Look for the word "spray" in the data below, and copy every line that holds it.

Excerpts from a dataset
..........

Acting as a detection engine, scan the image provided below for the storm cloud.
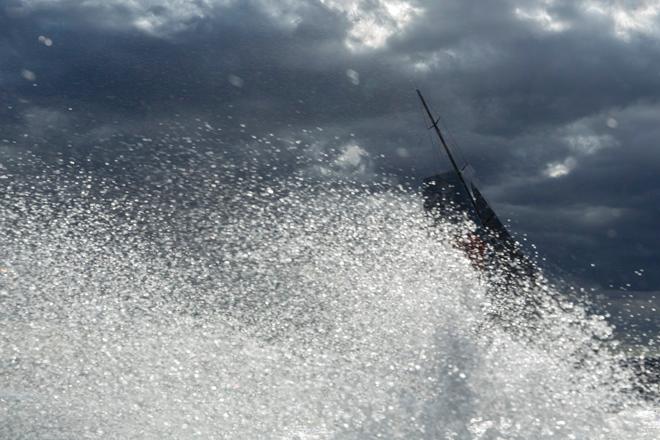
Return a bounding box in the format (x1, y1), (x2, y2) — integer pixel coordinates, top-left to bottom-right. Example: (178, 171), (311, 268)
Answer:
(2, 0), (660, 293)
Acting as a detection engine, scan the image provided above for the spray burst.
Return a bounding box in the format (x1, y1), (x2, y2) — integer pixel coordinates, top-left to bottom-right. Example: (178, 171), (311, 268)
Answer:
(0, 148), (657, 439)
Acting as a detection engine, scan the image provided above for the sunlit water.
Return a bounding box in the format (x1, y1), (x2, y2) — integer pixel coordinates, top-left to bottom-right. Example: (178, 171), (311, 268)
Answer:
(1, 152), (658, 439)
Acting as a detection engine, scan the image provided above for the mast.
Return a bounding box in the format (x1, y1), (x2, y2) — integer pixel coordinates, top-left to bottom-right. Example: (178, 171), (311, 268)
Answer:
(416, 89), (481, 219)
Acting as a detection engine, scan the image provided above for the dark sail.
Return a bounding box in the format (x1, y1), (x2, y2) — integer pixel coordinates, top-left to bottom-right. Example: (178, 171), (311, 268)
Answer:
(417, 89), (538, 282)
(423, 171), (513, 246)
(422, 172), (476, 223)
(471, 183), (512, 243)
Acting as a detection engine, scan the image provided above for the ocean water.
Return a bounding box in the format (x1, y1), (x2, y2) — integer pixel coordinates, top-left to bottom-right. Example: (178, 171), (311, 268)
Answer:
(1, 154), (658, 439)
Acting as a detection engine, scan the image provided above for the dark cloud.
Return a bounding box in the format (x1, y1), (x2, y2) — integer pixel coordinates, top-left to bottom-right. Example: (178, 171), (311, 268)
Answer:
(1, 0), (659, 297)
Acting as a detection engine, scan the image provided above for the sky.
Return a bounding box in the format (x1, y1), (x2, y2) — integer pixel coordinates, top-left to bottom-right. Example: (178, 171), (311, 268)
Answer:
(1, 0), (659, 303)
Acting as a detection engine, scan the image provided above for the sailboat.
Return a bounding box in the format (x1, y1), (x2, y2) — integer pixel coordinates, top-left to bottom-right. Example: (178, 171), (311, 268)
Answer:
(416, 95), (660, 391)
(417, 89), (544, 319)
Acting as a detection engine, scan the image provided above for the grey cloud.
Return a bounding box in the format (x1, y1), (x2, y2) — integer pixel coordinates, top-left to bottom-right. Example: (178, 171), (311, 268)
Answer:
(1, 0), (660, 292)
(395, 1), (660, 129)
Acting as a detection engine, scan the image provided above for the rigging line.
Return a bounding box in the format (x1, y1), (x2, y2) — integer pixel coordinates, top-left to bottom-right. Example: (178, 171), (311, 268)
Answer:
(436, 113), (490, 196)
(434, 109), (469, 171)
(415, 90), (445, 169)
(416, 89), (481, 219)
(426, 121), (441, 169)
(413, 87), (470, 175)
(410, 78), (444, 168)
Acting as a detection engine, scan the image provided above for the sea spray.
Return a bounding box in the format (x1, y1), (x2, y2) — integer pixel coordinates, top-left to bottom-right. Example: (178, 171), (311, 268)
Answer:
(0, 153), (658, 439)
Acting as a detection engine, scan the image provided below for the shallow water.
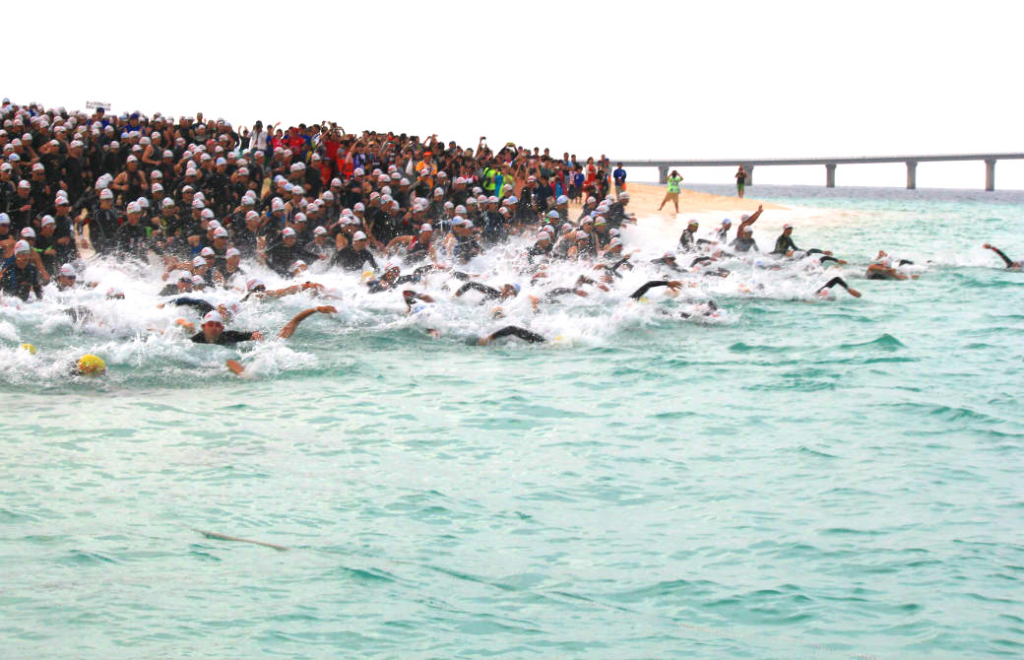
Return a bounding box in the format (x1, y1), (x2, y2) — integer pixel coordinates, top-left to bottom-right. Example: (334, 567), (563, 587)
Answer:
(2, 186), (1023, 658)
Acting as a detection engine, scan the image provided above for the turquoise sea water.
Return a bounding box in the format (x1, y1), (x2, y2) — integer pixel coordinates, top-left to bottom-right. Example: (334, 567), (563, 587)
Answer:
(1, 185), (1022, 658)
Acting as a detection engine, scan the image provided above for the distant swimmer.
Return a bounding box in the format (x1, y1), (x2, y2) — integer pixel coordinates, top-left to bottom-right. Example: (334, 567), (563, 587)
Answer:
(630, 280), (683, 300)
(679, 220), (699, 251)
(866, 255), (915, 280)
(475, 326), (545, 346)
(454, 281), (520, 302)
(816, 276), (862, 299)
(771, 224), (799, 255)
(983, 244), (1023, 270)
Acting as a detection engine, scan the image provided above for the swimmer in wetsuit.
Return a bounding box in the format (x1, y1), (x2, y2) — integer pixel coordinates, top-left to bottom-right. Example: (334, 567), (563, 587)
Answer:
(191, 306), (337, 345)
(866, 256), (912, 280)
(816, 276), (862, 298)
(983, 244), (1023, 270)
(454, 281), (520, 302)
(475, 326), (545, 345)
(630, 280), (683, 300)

..........

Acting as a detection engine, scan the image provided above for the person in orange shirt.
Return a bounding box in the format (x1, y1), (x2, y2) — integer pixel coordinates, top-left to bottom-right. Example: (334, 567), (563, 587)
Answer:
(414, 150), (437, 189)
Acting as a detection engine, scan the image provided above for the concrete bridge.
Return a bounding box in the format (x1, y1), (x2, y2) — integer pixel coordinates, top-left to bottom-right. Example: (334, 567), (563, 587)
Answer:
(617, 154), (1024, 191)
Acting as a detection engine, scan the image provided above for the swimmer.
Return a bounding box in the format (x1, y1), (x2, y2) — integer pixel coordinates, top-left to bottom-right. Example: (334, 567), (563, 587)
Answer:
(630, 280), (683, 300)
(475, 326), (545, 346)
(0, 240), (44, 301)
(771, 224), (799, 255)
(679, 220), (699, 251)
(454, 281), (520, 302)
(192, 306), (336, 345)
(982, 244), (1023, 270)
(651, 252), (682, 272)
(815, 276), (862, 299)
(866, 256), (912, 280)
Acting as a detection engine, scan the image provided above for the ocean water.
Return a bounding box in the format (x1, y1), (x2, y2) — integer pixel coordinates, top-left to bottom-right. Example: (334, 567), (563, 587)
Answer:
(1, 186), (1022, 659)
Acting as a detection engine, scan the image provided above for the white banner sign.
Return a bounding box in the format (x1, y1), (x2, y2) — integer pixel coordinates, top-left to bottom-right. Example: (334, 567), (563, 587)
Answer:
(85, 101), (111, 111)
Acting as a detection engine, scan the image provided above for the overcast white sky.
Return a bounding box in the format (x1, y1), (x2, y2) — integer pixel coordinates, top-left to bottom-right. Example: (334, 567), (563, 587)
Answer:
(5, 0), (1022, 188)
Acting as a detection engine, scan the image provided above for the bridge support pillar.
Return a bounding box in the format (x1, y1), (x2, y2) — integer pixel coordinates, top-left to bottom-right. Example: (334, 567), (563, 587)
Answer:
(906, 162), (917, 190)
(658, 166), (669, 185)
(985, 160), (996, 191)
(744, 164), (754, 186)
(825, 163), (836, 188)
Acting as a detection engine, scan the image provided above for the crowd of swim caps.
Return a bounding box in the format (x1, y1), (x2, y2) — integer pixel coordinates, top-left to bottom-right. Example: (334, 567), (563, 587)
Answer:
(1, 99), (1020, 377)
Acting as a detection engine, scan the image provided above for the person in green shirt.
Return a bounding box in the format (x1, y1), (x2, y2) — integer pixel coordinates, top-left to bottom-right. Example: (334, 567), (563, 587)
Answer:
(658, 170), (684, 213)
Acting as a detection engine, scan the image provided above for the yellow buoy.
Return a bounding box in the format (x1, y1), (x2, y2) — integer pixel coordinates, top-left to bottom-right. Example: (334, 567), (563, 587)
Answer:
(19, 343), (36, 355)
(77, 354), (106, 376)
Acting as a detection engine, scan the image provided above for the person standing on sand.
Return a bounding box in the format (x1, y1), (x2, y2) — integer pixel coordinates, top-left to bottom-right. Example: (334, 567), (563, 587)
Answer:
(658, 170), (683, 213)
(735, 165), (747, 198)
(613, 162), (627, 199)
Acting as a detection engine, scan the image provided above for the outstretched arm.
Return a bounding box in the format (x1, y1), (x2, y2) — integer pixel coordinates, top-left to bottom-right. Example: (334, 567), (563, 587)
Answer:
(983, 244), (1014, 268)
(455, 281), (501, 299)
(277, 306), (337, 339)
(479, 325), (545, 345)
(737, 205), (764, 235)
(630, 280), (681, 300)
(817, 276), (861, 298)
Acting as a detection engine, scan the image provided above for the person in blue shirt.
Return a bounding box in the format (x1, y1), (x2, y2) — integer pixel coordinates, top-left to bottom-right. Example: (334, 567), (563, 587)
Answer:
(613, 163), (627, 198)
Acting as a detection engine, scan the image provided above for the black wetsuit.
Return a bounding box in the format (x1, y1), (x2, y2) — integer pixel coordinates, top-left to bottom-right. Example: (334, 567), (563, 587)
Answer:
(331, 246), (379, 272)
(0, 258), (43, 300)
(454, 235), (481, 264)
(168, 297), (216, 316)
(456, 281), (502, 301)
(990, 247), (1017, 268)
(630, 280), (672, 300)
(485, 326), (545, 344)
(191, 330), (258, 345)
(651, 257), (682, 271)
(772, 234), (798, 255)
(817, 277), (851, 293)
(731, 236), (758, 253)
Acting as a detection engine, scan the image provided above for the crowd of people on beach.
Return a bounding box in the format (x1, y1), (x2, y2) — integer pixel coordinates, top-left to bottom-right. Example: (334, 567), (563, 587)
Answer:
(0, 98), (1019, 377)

..........

## Response for this exercise
Acting as a detection engine, scan the image provided above for the spray burst.
Acting as a detection engine, scan the image provided above for the sea spray.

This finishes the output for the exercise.